→ DATA FOR THIS TASK:
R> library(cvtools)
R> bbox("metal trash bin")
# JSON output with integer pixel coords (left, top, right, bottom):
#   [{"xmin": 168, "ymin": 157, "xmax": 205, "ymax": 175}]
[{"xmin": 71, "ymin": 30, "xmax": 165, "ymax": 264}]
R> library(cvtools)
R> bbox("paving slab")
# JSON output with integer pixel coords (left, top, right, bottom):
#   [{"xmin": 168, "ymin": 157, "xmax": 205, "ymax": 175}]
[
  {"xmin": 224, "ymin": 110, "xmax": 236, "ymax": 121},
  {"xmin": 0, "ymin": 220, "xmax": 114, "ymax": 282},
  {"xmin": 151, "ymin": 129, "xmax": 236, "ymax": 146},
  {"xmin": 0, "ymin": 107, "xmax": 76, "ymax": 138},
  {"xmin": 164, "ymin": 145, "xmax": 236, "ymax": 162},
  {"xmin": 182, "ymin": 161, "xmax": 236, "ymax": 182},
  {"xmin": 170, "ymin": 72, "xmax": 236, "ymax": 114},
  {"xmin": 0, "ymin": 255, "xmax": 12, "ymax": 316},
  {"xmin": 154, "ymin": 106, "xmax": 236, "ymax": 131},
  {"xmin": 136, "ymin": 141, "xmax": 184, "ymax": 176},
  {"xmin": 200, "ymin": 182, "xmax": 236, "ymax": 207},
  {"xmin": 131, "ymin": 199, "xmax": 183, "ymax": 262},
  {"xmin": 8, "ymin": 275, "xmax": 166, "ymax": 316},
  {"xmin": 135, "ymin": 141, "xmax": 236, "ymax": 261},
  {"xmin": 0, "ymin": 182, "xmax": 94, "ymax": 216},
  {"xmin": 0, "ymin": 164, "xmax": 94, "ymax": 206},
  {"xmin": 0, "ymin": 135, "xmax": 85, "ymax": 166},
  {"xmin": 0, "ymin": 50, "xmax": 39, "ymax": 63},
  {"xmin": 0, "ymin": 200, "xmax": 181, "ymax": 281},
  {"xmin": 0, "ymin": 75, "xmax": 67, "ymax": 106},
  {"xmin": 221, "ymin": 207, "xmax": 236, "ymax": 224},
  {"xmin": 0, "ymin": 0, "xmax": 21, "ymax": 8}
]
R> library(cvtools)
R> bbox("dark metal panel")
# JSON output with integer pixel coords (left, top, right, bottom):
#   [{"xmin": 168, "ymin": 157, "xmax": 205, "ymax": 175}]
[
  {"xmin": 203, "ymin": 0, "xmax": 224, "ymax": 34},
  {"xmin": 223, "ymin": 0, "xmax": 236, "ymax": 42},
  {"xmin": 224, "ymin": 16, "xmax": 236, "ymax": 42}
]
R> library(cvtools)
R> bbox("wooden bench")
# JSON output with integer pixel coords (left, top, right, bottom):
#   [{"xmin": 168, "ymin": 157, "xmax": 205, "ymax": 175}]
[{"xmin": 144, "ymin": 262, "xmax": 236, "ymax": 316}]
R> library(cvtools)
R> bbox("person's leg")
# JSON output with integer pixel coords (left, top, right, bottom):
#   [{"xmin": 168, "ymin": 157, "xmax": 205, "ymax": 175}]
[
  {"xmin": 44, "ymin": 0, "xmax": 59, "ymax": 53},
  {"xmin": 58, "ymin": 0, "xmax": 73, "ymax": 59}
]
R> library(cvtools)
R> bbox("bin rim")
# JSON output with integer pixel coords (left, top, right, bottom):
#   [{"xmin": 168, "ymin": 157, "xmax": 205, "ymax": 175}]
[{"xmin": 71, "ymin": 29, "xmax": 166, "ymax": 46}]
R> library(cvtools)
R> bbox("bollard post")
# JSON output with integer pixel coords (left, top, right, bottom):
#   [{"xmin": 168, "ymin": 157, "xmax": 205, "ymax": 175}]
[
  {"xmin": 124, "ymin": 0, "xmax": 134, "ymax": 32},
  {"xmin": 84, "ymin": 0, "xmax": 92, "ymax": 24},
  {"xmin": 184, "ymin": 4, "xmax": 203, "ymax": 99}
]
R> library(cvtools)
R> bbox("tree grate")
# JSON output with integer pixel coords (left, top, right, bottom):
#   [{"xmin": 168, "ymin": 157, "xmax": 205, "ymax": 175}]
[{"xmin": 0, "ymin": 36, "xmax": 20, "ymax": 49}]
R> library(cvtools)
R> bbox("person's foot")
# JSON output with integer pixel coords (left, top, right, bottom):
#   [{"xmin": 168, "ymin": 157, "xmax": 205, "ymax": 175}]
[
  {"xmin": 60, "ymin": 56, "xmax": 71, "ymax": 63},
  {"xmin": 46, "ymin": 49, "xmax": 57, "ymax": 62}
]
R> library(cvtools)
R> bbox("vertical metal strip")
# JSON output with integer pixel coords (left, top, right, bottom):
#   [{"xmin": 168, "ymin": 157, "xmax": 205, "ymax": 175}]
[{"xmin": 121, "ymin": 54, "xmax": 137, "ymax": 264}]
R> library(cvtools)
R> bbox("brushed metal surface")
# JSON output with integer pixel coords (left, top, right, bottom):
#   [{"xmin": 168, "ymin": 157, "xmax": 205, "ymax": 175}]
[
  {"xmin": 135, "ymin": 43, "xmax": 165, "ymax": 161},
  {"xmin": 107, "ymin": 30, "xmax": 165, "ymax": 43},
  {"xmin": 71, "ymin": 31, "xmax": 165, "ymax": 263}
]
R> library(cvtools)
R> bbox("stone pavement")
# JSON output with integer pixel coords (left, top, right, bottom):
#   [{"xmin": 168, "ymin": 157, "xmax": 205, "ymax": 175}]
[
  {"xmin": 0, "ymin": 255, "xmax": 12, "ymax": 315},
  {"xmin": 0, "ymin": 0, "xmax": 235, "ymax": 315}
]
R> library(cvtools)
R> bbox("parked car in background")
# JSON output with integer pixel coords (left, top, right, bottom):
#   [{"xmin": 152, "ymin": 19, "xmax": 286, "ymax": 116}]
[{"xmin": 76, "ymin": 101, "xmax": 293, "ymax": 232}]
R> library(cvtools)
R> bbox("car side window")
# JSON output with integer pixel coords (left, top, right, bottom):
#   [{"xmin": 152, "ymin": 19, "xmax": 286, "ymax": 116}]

→ TASK STATEMENT:
In full, transcribe each entry of the material exactly.

→ EXERCISE RESPONSE:
R> library(cvtools)
R> bbox("metal trash bin")
# JSON output with integer pixel coords (left, top, right, bottom):
#   [{"xmin": 168, "ymin": 157, "xmax": 205, "ymax": 175}]
[{"xmin": 71, "ymin": 30, "xmax": 165, "ymax": 264}]
R> library(cvtools)
R> bbox("paving slab")
# JSON output with integer pixel coords (left, top, right, bottom):
#   [{"xmin": 168, "ymin": 157, "xmax": 205, "ymax": 175}]
[
  {"xmin": 224, "ymin": 110, "xmax": 236, "ymax": 121},
  {"xmin": 0, "ymin": 220, "xmax": 114, "ymax": 282},
  {"xmin": 151, "ymin": 129, "xmax": 236, "ymax": 146},
  {"xmin": 0, "ymin": 107, "xmax": 76, "ymax": 138},
  {"xmin": 164, "ymin": 145, "xmax": 236, "ymax": 162},
  {"xmin": 182, "ymin": 161, "xmax": 236, "ymax": 182},
  {"xmin": 170, "ymin": 72, "xmax": 236, "ymax": 114},
  {"xmin": 0, "ymin": 255, "xmax": 12, "ymax": 316},
  {"xmin": 154, "ymin": 106, "xmax": 236, "ymax": 131},
  {"xmin": 136, "ymin": 141, "xmax": 184, "ymax": 176},
  {"xmin": 200, "ymin": 182, "xmax": 236, "ymax": 207},
  {"xmin": 131, "ymin": 199, "xmax": 183, "ymax": 262},
  {"xmin": 8, "ymin": 275, "xmax": 166, "ymax": 316},
  {"xmin": 135, "ymin": 141, "xmax": 236, "ymax": 261},
  {"xmin": 0, "ymin": 182, "xmax": 94, "ymax": 216},
  {"xmin": 0, "ymin": 164, "xmax": 94, "ymax": 206},
  {"xmin": 0, "ymin": 135, "xmax": 85, "ymax": 166},
  {"xmin": 0, "ymin": 50, "xmax": 39, "ymax": 63},
  {"xmin": 0, "ymin": 200, "xmax": 181, "ymax": 281},
  {"xmin": 0, "ymin": 75, "xmax": 67, "ymax": 106},
  {"xmin": 221, "ymin": 207, "xmax": 236, "ymax": 224},
  {"xmin": 0, "ymin": 0, "xmax": 21, "ymax": 8}
]
R> library(cvtools)
R> bbox("dark metal panel")
# JSON output with integer pixel coords (left, top, right, bottom):
#   [{"xmin": 168, "ymin": 157, "xmax": 205, "ymax": 175}]
[
  {"xmin": 203, "ymin": 0, "xmax": 224, "ymax": 34},
  {"xmin": 223, "ymin": 0, "xmax": 236, "ymax": 42},
  {"xmin": 224, "ymin": 16, "xmax": 236, "ymax": 42}
]
R> library(cvtools)
R> bbox("wooden bench")
# JSON output with integer pixel coords (left, top, right, bottom):
#   [{"xmin": 168, "ymin": 157, "xmax": 205, "ymax": 175}]
[{"xmin": 144, "ymin": 262, "xmax": 236, "ymax": 316}]
R> library(cvtools)
R> bbox("person's leg")
# JSON output with integer pixel coords (left, top, right, bottom):
#   [{"xmin": 168, "ymin": 157, "xmax": 205, "ymax": 175}]
[
  {"xmin": 44, "ymin": 0, "xmax": 59, "ymax": 53},
  {"xmin": 58, "ymin": 0, "xmax": 73, "ymax": 59}
]
R> library(cvtools)
R> bbox("bin rim")
# JSON output with integer pixel coords (left, top, right, bottom):
#   [{"xmin": 168, "ymin": 157, "xmax": 205, "ymax": 175}]
[{"xmin": 71, "ymin": 29, "xmax": 166, "ymax": 46}]
R> library(cvtools)
R> bbox("bollard post")
# JSON output with integer pixel coords (left, top, right, bottom):
#   [{"xmin": 168, "ymin": 157, "xmax": 205, "ymax": 175}]
[
  {"xmin": 124, "ymin": 0, "xmax": 134, "ymax": 32},
  {"xmin": 84, "ymin": 0, "xmax": 92, "ymax": 24},
  {"xmin": 184, "ymin": 4, "xmax": 203, "ymax": 99}
]
R> library(cvtools)
R> bbox("tree grate")
# JSON output with integer pixel coords (left, top, right, bottom):
#   [{"xmin": 168, "ymin": 157, "xmax": 205, "ymax": 175}]
[{"xmin": 0, "ymin": 36, "xmax": 20, "ymax": 49}]
R> library(cvtools)
R> bbox("person's foot")
# JSON output with integer pixel coords (left, top, right, bottom):
#   [{"xmin": 168, "ymin": 157, "xmax": 205, "ymax": 175}]
[
  {"xmin": 60, "ymin": 56, "xmax": 71, "ymax": 63},
  {"xmin": 46, "ymin": 49, "xmax": 57, "ymax": 62}
]
R> library(cvtools)
R> bbox("vertical metal strip")
# JSON output with integer pixel coords (left, top, right, bottom):
#   [{"xmin": 168, "ymin": 157, "xmax": 205, "ymax": 175}]
[{"xmin": 121, "ymin": 54, "xmax": 137, "ymax": 264}]
R> library(cvtools)
R> bbox("brushed metal surface")
# JSON output with integer pixel coords (left, top, right, bottom):
#   [{"xmin": 168, "ymin": 157, "xmax": 205, "ymax": 175}]
[
  {"xmin": 135, "ymin": 43, "xmax": 165, "ymax": 161},
  {"xmin": 107, "ymin": 30, "xmax": 165, "ymax": 43},
  {"xmin": 71, "ymin": 31, "xmax": 165, "ymax": 263}
]
R> library(cvtools)
R> bbox("stone pavement")
# JSON output with integer pixel coords (left, top, right, bottom):
#   [{"xmin": 168, "ymin": 157, "xmax": 205, "ymax": 175}]
[
  {"xmin": 0, "ymin": 255, "xmax": 12, "ymax": 315},
  {"xmin": 0, "ymin": 0, "xmax": 235, "ymax": 315}
]
R> library(cvtools)
R> bbox("parked car in background")
# JSON output with integer pixel coords (left, top, right, bottom):
#   [{"xmin": 152, "ymin": 19, "xmax": 286, "ymax": 116}]
[{"xmin": 76, "ymin": 101, "xmax": 293, "ymax": 232}]
R> library(cvtools)
R> bbox("car side window")
# JSON output with integer pixel coords (left, top, right, bottom):
#   [{"xmin": 152, "ymin": 19, "xmax": 286, "ymax": 116}]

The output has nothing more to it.